* _Selected text_:

In general, theories of social justice fall into four broad types: distributional (fair
share); procedural (fair treatment); retributive (fair punishment for wrongs); and restorative
(righting of wrongs) (see Sabbagh & Schmitt, 2016). Here, we want to consider the first two
in relation to the smart city, though the effect on these can be shaped significantly by how
punishments for wrong-doing are administered: in other words, if there is no effective
sanction for social sorting and redlining within smart city initiatives, for example, then the
moral argument with respect to distributional and procedural unfairness will have less
traction. Importantly, which theory of social justice one subscribes to fundamentally alters
how one understands fairness and rights and what one might consider to be a just smart city.
Table 2 provides a snapshot of the main principles of seven theories and how they might
apply in relation to some of the ethical issues of dataveillance, social/spatial sorting,
anticipatory governance, dynamic pricing that differentially affect groups of citizens within
the smart city (for a fuller discussion of social justice theories with respect to cities and urban
geography, see Harvey, 1973, 1996; Heynen et al., 2018; Laws, 1994; Mitchell, 2003; Smith,
1994).
Table 2: Social justice and data-driven harms Theory of Social Justice Application to data-driven harms
Egalitarianism argues for equality in terms of distribution of wealth and power across all members of a society regardless of ability and inheritance.
Egalitarians would see data-driven harms and differential treatment as an affront to their principles of equality and demand that it be removed or made equal in effects across all citizens.
Utilitarianism seeks the greater good for the greatest number.
Utilitarians would treat the problem as a social nuisance that ought to addressed for the greater good as it reproduces and deepens inequalities and their long term effects; or that it should be tolerated for greater good if benefits outweigh harms.
Citizenship, Justice and the Right to the Smart City
16
Libertarianism prioritises individual autonomy over the state and society and suggests that the free-market is inherently just.
Libertarians would put the rights of data extractors and profilers at a premium and what happens between the parties involved is a private matter, with citizens receiving the treatment they deserve or can afford.
Contractarianism seeks to find a distributional arrangement of resources that all involved considers just (not equal).
Contractarians would look at the problem from all sides, arguing that if one group is unwilling to tolerate such data-driven harms then nobody should and the systems should be dismantled.
Marxism argues that society has to be restructured away from its current capitalist base into a society where the full value of an individual’s contribution is rewarded.
Marxists would argue that system that led to surveillance capitalism needs to be changed to a social democracy where people are not discriminated, exploited and alienated.
Communitarianism rejects both individual self-determination and state sanctioned arrangements and promotes the ideas of community and shared practices and values.

* _List of tasks_:
(a) Repeat the passage on social justice and the smart city word for word, starting at "Marxism argues that" and ending at "exploited and alienated.".
(b) Name every broad type of social justice theory that the passage on social justice and the smart city lists, along with the brief meaning it gives each one.
The material that follows the passage on social justice and the smart city stands apart from it.

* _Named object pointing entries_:

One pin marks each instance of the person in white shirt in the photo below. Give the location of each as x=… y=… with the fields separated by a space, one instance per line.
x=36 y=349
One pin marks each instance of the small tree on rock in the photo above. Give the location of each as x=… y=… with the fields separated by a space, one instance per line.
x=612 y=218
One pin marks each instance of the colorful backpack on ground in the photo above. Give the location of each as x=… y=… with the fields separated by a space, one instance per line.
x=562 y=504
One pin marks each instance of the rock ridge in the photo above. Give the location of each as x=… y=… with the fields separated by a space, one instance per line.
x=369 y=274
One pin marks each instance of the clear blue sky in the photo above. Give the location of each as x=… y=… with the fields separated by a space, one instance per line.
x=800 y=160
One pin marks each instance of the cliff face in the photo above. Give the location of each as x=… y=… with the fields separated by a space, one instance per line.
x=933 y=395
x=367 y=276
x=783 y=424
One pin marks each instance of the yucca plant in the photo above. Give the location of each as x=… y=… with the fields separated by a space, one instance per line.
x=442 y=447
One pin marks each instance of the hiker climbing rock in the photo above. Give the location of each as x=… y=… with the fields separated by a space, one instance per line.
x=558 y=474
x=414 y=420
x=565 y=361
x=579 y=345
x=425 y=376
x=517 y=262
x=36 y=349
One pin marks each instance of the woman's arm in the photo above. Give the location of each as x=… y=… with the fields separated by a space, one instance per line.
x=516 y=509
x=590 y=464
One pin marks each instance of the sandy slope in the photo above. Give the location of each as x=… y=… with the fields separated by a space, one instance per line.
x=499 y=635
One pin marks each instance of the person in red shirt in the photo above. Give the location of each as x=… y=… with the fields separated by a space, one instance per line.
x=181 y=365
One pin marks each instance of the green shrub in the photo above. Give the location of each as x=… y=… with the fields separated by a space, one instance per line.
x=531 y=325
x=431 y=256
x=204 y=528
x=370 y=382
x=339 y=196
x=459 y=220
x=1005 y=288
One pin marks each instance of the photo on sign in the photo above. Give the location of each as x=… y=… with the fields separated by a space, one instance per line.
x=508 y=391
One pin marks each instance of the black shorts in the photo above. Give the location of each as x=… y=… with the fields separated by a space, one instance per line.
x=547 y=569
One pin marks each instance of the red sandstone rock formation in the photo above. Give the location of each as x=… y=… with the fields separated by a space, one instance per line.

* _Task responses_:
(a)
Marxism argues that society has to be restructured away from its current capitalist base into a society where the full value of an individual’s contribution is rewarded.
Marxists would argue that system that led to surveillance capitalism needs to be changed to a social democracy where people are not discriminated, exploited and alienated.

(b)
- Distributional (fair share)
- Procedural (fair treatment)
- Retributive (fair punishment for wrongs)
- Restorative (righting of wrongs)